- **INSTRUCTIONS FOR THE TASK**: Exact transcript, pictures excluded: write out every record below.
--- DATA EXTRACT Enclosed Below ---
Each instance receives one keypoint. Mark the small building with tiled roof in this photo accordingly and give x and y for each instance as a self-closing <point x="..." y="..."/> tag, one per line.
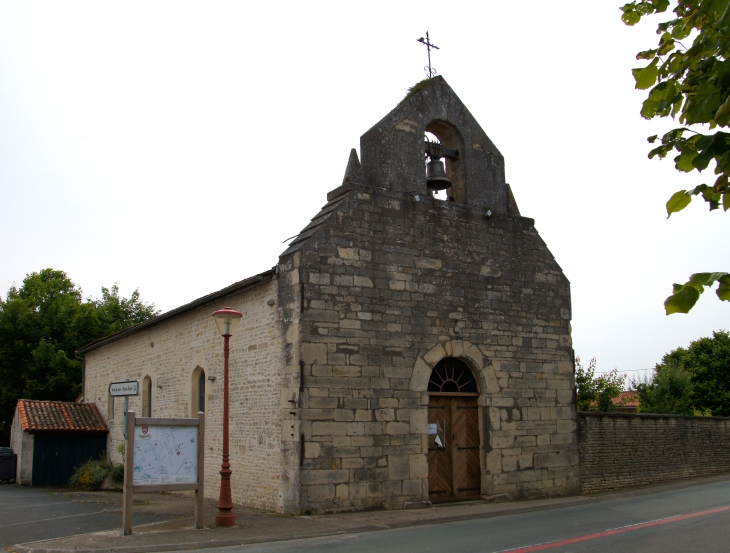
<point x="52" y="438"/>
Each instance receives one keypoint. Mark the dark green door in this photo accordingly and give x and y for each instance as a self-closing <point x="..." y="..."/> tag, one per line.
<point x="57" y="454"/>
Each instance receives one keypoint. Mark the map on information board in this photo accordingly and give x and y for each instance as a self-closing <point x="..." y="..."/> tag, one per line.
<point x="165" y="455"/>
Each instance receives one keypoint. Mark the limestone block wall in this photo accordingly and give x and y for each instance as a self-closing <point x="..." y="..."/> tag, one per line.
<point x="391" y="286"/>
<point x="22" y="445"/>
<point x="170" y="352"/>
<point x="621" y="450"/>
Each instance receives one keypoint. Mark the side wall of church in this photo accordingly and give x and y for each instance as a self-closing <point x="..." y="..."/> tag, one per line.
<point x="170" y="352"/>
<point x="392" y="285"/>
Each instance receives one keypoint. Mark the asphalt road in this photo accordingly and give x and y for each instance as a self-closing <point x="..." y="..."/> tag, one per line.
<point x="690" y="519"/>
<point x="30" y="514"/>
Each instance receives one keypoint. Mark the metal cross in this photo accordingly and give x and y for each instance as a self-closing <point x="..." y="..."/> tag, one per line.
<point x="430" y="71"/>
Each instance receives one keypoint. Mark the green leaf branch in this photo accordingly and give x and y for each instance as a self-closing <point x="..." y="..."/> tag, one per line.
<point x="693" y="85"/>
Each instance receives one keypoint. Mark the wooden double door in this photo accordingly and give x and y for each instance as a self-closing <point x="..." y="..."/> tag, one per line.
<point x="453" y="447"/>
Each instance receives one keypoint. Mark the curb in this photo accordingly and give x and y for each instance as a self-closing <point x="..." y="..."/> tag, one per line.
<point x="578" y="500"/>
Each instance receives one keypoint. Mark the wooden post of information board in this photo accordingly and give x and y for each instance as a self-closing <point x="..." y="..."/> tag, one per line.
<point x="130" y="488"/>
<point x="128" y="476"/>
<point x="200" y="492"/>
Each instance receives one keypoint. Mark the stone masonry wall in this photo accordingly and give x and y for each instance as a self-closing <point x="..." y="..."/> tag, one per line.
<point x="392" y="285"/>
<point x="171" y="351"/>
<point x="620" y="450"/>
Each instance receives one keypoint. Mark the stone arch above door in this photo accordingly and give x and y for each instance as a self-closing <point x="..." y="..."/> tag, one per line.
<point x="462" y="349"/>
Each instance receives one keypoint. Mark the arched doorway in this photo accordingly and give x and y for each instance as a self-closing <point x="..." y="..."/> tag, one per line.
<point x="453" y="432"/>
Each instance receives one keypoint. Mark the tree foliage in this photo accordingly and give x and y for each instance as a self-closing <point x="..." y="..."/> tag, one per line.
<point x="690" y="83"/>
<point x="692" y="380"/>
<point x="42" y="323"/>
<point x="668" y="391"/>
<point x="596" y="393"/>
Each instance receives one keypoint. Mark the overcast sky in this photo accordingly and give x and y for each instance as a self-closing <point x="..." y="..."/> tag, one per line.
<point x="173" y="147"/>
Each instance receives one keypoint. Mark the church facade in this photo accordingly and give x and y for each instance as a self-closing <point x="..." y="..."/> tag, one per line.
<point x="404" y="350"/>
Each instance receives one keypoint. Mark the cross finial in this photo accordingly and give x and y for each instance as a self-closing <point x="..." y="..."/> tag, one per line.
<point x="430" y="71"/>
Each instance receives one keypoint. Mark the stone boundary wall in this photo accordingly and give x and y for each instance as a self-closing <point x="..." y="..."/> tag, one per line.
<point x="621" y="450"/>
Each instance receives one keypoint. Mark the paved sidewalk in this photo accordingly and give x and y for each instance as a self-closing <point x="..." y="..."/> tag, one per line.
<point x="255" y="527"/>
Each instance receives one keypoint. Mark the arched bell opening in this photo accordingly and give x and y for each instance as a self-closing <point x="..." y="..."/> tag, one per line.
<point x="454" y="435"/>
<point x="452" y="186"/>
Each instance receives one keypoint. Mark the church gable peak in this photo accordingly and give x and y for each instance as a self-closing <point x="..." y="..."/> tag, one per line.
<point x="393" y="151"/>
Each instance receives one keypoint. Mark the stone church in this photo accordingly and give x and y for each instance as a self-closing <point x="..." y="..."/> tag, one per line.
<point x="404" y="350"/>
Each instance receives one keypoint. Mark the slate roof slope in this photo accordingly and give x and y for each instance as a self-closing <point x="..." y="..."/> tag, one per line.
<point x="354" y="175"/>
<point x="316" y="222"/>
<point x="38" y="416"/>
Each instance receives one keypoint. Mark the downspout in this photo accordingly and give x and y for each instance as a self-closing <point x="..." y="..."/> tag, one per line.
<point x="83" y="375"/>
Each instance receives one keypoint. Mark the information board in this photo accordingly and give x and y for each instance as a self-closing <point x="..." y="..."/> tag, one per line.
<point x="126" y="388"/>
<point x="165" y="455"/>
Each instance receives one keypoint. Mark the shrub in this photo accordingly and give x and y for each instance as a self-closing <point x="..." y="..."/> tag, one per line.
<point x="91" y="474"/>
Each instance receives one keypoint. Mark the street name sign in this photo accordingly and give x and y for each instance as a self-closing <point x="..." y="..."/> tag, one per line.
<point x="120" y="389"/>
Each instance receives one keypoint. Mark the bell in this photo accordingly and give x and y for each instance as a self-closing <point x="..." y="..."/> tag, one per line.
<point x="436" y="176"/>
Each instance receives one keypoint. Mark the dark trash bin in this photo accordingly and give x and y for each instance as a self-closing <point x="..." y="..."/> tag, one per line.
<point x="8" y="461"/>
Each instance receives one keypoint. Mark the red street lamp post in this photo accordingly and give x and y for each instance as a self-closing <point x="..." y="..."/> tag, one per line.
<point x="226" y="320"/>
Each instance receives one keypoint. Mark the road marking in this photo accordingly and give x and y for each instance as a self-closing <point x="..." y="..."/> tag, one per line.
<point x="613" y="531"/>
<point x="36" y="505"/>
<point x="52" y="518"/>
--- End of Enclosed DATA EXTRACT ---
- **ANSWER**:
Each instance receives one keypoint. Mark the small building with tiled roof in this photo accordingly and give x and y for each instance as a self-closing <point x="..." y="..."/> tag, one per line.
<point x="52" y="438"/>
Each instance receives one keypoint. Mark the dark green door in this photo accordingly and give x and y for each instance as a self-closing <point x="..." y="..."/> tag, one per line.
<point x="57" y="454"/>
Each instance receives one keypoint. Mark the map on information board in this photo accordingly and give x and y for each instance as a self-closing <point x="..." y="..."/> tag, one per line.
<point x="165" y="455"/>
Each instance receives one keypoint. Mark the limestone block wall in this photo accordingly and give x and y for each instance as a self-closing <point x="..." y="..."/> tag, one per line.
<point x="391" y="286"/>
<point x="22" y="445"/>
<point x="170" y="352"/>
<point x="621" y="450"/>
Each instance receives one keypoint. Mark the side wall of church in this photo accordingly and give x and y for each instance as a self-closing <point x="..." y="..."/> tag, one per line.
<point x="170" y="352"/>
<point x="392" y="285"/>
Each instance receives one keypoint. Mark the asphalt road in this photo accordingly and give x and y for each instance as a self-closing <point x="..." y="..."/> tag, one per line.
<point x="690" y="519"/>
<point x="30" y="514"/>
Each instance receives one keypoint. Mark the metal cross in this photo accordingly and give x and y for each instance as a self-closing <point x="..." y="..."/> tag, one per line.
<point x="430" y="71"/>
Each instance receives one keypoint. Mark the green leaf branch in this photo accordingly and give x and y for each instance as a self-closing <point x="..." y="..."/> tag, one per line.
<point x="693" y="85"/>
Each instance receives one keypoint. Mark the wooden double door in this photo accordingly and give x and y for each instance as a self-closing <point x="..." y="..."/> tag, one per line.
<point x="453" y="447"/>
Each instance receives one keypoint. Mark the curb in this photo accordingly and give x and y for each instance as a self-closing <point x="..." y="..."/> tag, one per line.
<point x="578" y="500"/>
Each instance receives one keypoint. Mark the wooden post of information board in this photo accordingly and give x and y for each instance as a self-closing <point x="..." y="..."/> tag, one per line.
<point x="130" y="488"/>
<point x="128" y="476"/>
<point x="200" y="492"/>
Each instance receives one keypoint. Mark the stone masonry wall in this photo accordingly and give x and y for each instance as a self-closing <point x="..." y="..."/> tag, one per line.
<point x="392" y="285"/>
<point x="171" y="351"/>
<point x="620" y="450"/>
Each instance receives one keypoint. Mark the stone arch above door in this photo accordingly and give x and y for each instance as a self-closing <point x="..." y="..."/> tag, one per line.
<point x="462" y="349"/>
Each instance receives one keypoint. Mark the arched doorway in this photo accordingly and give x and y for each instance as a self-closing <point x="..." y="..."/> tag, one per line.
<point x="453" y="432"/>
Each instance receives one keypoint. Mark the tree foliage in this photo accordingly and give x and y for each instance as a self-closing <point x="..." y="..."/> tag, one per line.
<point x="690" y="83"/>
<point x="692" y="380"/>
<point x="42" y="323"/>
<point x="668" y="391"/>
<point x="596" y="393"/>
Each instance receives one keypoint. Mark the overcast sky in this photo accordingly and give x and y for each instance as a self-closing <point x="..." y="..."/> tag, one per line.
<point x="173" y="147"/>
Each instance receives one keypoint. Mark the church facade in this photo accordingly and give x and y for each instance as a self-closing <point x="..." y="..."/> tag, one per line.
<point x="404" y="350"/>
Each instance receives one keypoint. Mark the cross finial in this photo accordingly and give x and y for each instance as a self-closing <point x="..." y="..."/> tag, one per line.
<point x="430" y="71"/>
Each instance receives one keypoint. Mark the stone boundary wall in this photo accordingly and give x and y for each instance as a self-closing <point x="..." y="..."/> tag, one per line.
<point x="621" y="450"/>
Each instance receives one keypoint. Mark the paved sidewalk in this photo accordingly and give x and y for each instance as a self-closing <point x="..." y="..."/> tag, one per line.
<point x="255" y="527"/>
Each instance receives one keypoint. Mark the arched bell opening in this photo accordingly and give x and y for each instance as a self-closing <point x="..." y="..."/> tag, one per line.
<point x="454" y="435"/>
<point x="452" y="186"/>
Each instance receives one keypoint. Mark the church gable peak in this photo accordingly and give x and y for each instance as a self-closing <point x="..." y="..."/> tag, one per line.
<point x="393" y="151"/>
Each instance receives one keypoint. Mark the stone church in this photo accordingly and give x and y for each instance as a self-closing <point x="..." y="..."/> tag, one per line.
<point x="404" y="350"/>
Each instance receives one keypoint. Mark the slate roof slope in this photo accordingly and give x and y for each instance as a self-closing <point x="..." y="..."/> tag, one per line.
<point x="354" y="175"/>
<point x="316" y="222"/>
<point x="38" y="416"/>
Each instance receives one keypoint. Mark the downspout in this photo accordingly and give x and y for each instance as a self-closing <point x="..." y="..."/> tag, one per line.
<point x="83" y="375"/>
Each instance receives one keypoint. Mark the information board in this photo accordingly and give x and y for each instance as a self-closing <point x="..." y="..."/> tag, one per line.
<point x="126" y="388"/>
<point x="165" y="455"/>
Each instance receives one keypoint. Mark the shrub in this photo accordingly and give x and y for each instance as a self-closing <point x="..." y="..."/> tag, one per line.
<point x="91" y="474"/>
Each instance receives one keypoint. Mark the street name sign in this photo accordingly and give x and y for each instance as a self-closing <point x="..." y="..."/> tag, one per line.
<point x="120" y="389"/>
Each instance receives one keypoint. Mark the bell in this photo accordingly and give x and y for each instance as a self-closing <point x="..." y="..."/> tag, one per line.
<point x="436" y="176"/>
Each instance receives one keypoint. Mark the dark trash bin in this photo accordingly and give x and y for each instance as a self-closing <point x="..." y="..."/> tag, one per line.
<point x="8" y="461"/>
Each instance receives one keypoint. Mark the red street lamp post in this photo accordingly and give x and y for each instance as a self-closing <point x="..." y="..."/> tag, one per line.
<point x="226" y="320"/>
Each instance receives one keypoint. Mark the road marking in this photo accordingly and give x and y for each instance as a self-closing <point x="..." y="..."/> tag, one per line.
<point x="613" y="531"/>
<point x="36" y="505"/>
<point x="52" y="518"/>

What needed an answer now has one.